▶ [What is asked] Select every line in the items below that contains the string "Target", and copy each one. Case counts.

Stored data entries:
○ ○ ○
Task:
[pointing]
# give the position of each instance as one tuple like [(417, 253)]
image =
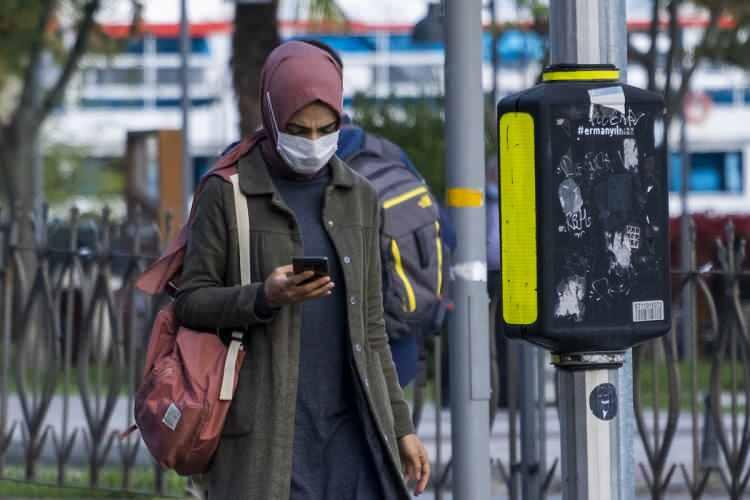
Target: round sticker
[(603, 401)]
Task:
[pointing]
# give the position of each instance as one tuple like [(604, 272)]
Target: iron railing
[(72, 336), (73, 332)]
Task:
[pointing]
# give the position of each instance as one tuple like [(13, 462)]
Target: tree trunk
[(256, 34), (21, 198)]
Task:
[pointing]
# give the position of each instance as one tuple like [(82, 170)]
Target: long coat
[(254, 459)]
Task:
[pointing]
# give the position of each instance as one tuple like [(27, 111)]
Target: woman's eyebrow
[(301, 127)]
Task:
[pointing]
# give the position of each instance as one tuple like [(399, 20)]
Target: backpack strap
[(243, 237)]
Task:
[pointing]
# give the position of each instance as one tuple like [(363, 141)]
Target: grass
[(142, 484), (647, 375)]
○ ○ ○
▶ [Answer for this exercise]
Target: round sticker
Target: iron railing
Target: tree trunk
Target: long coat
Target: woman's eyebrow
Target: backpack strap
Target: grass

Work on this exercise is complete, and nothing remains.